**Work item**
Copy the lines from the start of the records below through the line containing "positive clicks: (338, 269)", both included, and leave out the pictures.

(Stored data)
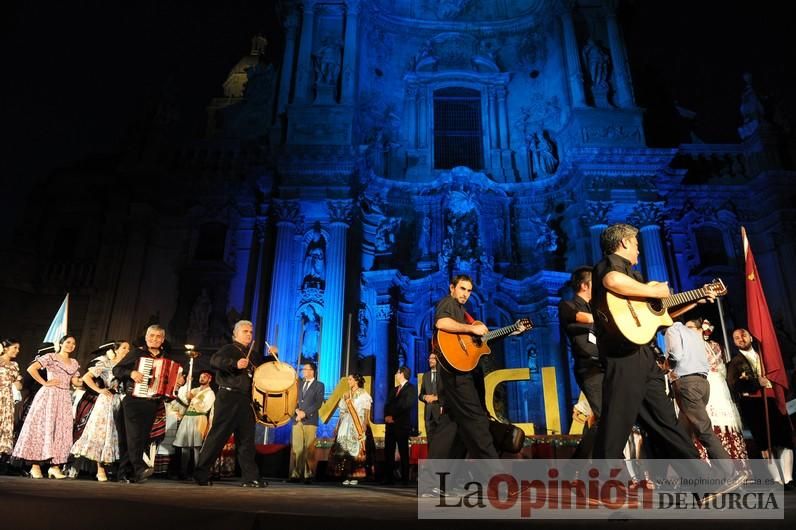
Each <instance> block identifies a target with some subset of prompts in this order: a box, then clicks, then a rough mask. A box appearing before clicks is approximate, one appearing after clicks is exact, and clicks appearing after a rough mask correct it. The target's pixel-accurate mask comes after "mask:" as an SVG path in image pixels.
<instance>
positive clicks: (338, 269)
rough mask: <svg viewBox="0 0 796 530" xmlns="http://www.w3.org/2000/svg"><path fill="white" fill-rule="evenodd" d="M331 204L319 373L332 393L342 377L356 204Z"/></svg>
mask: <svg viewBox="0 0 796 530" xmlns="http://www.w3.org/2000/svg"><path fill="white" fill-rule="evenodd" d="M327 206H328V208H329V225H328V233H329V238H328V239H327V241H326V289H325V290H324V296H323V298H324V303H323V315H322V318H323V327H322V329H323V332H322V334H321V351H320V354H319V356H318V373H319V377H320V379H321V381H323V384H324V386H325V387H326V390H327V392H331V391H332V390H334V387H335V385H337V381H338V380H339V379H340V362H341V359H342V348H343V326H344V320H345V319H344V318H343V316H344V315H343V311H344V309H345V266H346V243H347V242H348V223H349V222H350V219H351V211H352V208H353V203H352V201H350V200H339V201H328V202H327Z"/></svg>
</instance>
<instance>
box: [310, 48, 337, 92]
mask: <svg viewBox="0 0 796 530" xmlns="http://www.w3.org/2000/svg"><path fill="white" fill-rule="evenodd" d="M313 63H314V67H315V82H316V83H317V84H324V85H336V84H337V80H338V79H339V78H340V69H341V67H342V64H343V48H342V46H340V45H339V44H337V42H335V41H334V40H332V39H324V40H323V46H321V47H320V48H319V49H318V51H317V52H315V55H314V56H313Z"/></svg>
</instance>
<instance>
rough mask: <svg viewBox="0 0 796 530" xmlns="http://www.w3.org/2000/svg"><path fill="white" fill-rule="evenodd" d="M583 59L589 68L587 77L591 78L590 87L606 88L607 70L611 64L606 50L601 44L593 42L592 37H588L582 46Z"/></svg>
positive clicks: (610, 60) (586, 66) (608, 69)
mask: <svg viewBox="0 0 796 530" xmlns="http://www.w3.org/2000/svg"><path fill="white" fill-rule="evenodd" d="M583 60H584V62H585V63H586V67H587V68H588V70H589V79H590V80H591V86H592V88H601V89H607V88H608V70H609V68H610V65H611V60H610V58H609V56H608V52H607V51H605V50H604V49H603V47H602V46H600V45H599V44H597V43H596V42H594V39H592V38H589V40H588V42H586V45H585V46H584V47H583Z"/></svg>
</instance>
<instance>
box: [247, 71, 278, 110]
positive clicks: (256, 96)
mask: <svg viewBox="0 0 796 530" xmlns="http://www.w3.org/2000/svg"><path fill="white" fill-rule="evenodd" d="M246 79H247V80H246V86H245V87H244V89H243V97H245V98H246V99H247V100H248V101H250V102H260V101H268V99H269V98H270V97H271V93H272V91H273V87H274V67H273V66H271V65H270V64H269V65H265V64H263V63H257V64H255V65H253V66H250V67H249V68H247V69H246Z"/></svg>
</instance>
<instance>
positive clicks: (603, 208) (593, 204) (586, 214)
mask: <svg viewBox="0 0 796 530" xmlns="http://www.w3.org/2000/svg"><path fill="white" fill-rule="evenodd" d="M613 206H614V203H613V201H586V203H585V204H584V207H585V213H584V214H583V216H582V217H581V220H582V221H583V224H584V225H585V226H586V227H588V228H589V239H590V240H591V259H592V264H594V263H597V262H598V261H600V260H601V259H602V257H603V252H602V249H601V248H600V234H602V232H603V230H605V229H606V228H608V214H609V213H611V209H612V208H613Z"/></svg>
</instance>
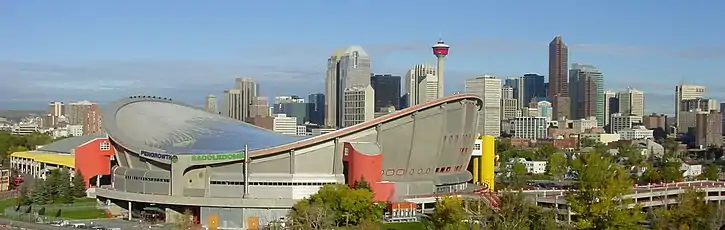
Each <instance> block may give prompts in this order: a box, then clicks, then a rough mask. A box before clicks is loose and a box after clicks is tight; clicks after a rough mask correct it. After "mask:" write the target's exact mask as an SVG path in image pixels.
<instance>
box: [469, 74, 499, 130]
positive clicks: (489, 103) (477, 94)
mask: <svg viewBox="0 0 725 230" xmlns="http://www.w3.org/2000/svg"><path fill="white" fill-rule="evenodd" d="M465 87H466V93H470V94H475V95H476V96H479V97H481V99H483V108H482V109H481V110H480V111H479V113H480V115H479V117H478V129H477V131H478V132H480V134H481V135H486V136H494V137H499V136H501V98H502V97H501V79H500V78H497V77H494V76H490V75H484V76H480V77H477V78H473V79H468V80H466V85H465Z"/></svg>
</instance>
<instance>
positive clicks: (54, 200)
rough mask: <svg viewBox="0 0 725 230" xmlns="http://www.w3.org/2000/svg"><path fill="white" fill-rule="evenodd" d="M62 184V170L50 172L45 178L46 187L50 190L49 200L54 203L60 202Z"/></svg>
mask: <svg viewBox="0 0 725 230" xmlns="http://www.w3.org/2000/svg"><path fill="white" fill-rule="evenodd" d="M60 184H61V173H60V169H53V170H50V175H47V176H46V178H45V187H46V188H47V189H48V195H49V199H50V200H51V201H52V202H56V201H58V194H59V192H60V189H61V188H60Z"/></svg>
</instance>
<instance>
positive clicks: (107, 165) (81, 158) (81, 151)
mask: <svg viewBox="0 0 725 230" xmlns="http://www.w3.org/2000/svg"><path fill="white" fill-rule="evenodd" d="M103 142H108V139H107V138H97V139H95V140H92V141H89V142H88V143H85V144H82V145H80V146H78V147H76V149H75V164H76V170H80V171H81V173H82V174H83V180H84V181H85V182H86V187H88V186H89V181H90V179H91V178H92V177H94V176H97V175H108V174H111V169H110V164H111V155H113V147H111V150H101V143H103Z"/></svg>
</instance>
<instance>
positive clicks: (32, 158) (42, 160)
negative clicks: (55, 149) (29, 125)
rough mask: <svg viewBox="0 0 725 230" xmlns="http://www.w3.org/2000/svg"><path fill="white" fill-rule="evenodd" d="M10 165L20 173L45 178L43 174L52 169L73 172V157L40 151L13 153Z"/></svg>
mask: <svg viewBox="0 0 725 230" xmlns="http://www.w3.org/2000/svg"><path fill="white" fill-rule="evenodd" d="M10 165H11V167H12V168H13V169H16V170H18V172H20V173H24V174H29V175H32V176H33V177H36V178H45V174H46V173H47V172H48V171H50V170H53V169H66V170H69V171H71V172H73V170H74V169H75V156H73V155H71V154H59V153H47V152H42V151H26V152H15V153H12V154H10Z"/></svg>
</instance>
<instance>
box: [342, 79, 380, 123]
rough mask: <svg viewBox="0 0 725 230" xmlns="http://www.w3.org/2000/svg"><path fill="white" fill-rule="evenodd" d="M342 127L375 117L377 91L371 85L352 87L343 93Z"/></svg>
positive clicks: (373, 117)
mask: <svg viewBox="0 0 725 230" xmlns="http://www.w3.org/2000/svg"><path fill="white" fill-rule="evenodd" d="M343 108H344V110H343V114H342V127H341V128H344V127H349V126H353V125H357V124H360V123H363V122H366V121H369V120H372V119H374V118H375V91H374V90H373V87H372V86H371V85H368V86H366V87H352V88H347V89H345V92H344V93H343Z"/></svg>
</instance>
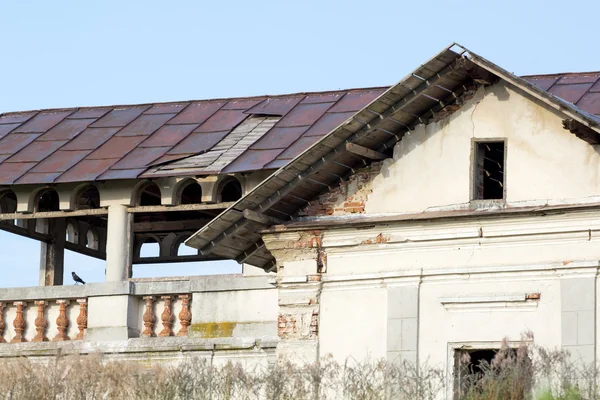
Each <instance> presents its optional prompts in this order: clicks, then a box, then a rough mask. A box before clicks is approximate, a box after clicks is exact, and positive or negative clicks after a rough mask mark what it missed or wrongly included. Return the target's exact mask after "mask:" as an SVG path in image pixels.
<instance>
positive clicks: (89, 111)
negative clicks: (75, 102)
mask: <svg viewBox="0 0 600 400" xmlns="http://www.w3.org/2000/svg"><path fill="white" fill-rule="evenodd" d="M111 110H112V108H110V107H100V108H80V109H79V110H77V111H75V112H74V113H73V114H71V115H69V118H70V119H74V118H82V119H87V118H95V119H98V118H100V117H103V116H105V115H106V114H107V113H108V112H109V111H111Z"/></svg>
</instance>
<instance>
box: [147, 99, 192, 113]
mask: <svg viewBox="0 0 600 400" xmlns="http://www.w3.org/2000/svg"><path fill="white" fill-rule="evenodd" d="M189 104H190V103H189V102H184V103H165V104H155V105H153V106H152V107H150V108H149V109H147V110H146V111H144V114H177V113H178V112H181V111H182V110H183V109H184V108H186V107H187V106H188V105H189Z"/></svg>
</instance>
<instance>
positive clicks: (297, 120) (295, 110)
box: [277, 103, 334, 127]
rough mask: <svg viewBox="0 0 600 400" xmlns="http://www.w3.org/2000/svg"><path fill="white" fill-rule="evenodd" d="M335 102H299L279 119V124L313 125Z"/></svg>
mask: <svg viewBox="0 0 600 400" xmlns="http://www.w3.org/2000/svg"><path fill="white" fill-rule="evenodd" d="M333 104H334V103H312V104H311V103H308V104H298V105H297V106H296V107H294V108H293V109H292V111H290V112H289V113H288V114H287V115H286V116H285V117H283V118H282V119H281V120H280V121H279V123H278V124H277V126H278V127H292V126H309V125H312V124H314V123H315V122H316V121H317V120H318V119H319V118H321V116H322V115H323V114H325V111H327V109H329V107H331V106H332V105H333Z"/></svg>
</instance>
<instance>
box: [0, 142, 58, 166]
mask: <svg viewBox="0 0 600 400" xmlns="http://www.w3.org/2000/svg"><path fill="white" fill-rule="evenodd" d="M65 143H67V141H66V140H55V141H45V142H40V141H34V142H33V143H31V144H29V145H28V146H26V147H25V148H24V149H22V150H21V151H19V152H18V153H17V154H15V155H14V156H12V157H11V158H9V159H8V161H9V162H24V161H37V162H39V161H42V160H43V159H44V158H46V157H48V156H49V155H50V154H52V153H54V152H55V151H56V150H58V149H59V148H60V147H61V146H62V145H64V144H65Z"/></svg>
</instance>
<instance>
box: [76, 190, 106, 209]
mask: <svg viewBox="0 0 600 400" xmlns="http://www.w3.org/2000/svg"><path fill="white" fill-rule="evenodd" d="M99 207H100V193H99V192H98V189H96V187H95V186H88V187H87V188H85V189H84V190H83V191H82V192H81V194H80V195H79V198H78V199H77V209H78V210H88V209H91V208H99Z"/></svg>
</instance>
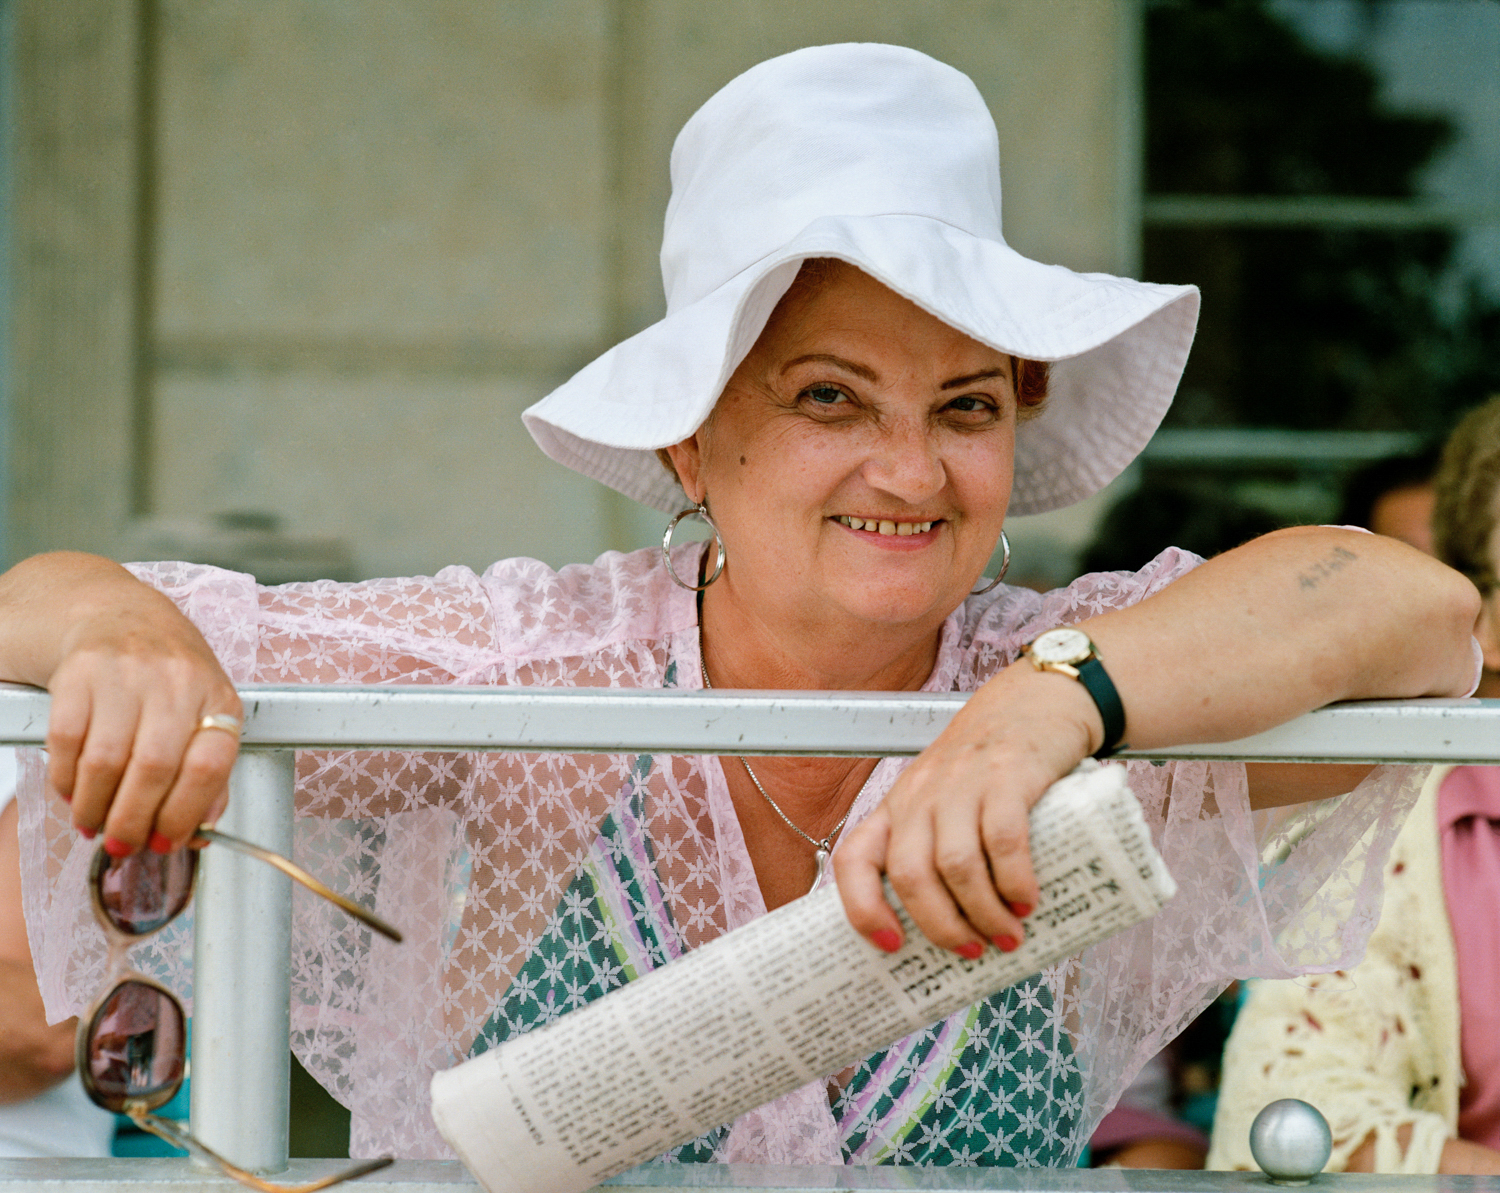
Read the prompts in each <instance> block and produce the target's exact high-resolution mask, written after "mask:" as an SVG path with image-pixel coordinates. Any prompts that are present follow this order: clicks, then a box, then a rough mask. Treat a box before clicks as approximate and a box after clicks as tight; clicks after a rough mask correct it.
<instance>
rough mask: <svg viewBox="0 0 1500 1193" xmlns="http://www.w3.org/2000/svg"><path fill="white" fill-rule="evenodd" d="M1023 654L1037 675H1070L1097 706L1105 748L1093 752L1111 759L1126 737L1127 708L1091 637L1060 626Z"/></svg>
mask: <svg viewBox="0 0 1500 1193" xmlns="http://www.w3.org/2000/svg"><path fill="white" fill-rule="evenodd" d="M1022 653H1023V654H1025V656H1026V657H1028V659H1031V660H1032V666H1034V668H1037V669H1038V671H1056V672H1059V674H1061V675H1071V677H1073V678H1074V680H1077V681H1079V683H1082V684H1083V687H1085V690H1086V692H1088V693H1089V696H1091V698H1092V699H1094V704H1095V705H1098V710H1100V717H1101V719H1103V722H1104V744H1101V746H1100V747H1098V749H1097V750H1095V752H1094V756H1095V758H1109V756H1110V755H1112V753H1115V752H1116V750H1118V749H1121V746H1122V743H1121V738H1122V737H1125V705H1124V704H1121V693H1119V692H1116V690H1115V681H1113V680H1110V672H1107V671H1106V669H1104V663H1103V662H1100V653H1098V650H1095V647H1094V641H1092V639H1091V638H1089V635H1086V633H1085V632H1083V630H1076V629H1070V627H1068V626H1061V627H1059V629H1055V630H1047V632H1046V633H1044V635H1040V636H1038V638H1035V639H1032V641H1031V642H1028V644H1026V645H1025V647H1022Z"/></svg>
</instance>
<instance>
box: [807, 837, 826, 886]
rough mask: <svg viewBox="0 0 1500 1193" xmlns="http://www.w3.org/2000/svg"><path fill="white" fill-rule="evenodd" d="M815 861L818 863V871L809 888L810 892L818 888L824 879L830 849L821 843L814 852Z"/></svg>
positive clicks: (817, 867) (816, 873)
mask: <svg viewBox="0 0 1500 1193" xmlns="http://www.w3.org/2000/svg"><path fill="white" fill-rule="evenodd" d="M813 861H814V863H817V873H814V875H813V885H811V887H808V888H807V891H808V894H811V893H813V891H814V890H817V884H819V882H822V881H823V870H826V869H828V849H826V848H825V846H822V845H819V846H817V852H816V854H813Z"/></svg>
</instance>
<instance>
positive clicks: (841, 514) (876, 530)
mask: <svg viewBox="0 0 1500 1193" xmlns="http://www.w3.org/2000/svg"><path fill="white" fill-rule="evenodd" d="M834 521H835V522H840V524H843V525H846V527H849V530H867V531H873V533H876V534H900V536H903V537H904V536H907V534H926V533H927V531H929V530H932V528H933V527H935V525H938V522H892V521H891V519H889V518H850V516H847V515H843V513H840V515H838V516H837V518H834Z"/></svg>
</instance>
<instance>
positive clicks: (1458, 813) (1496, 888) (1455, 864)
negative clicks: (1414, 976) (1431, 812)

**Answer for this exercise**
Each <instance> block identifies a target with some subset of prompts in this order: a box, then clicks, then a rough mask. A box appearing before clicks is approximate, one appearing after clicks is exact, and clicks appearing after a rough mask correct it. The target's pixel-accurate mask comes after "mask:" as an SVG path in image pixels.
<instance>
positive clicks: (338, 269)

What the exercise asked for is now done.